((
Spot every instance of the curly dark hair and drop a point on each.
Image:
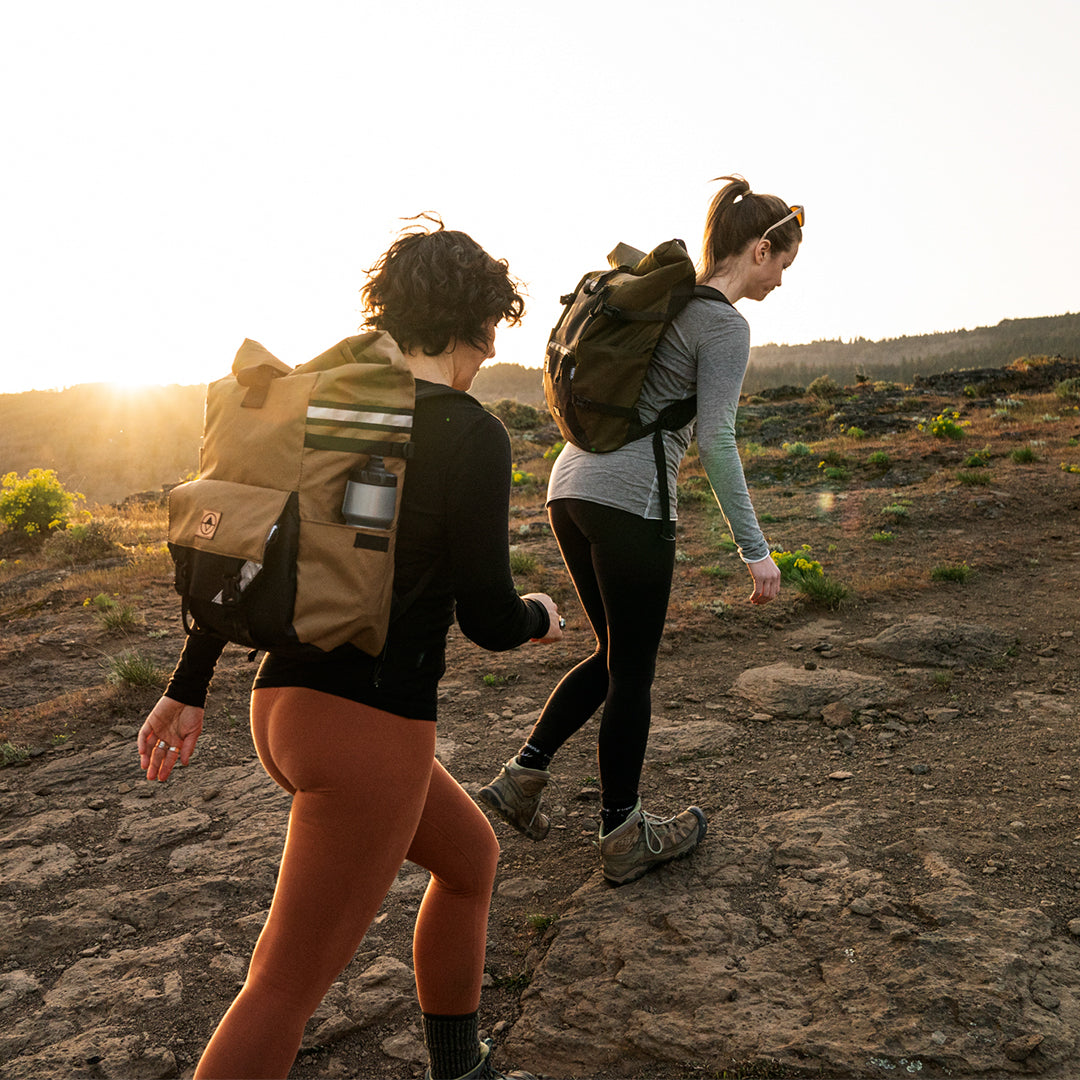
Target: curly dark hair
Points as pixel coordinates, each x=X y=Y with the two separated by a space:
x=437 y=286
))
((
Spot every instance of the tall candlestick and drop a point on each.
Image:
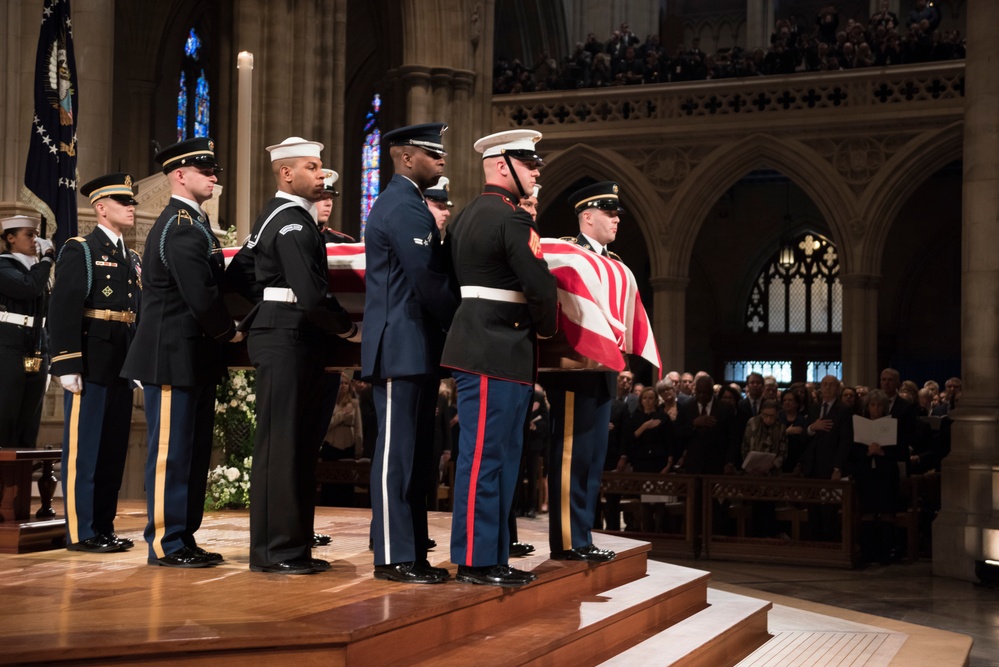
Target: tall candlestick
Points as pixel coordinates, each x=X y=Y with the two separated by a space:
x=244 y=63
))
((
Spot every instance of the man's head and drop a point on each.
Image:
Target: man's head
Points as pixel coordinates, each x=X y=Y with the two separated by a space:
))
- [Work request]
Write out every line of the entries that holds the word "Target".

- [Response to the task]
Target: curly dark hair
Target: tall candlestick
Target: man's head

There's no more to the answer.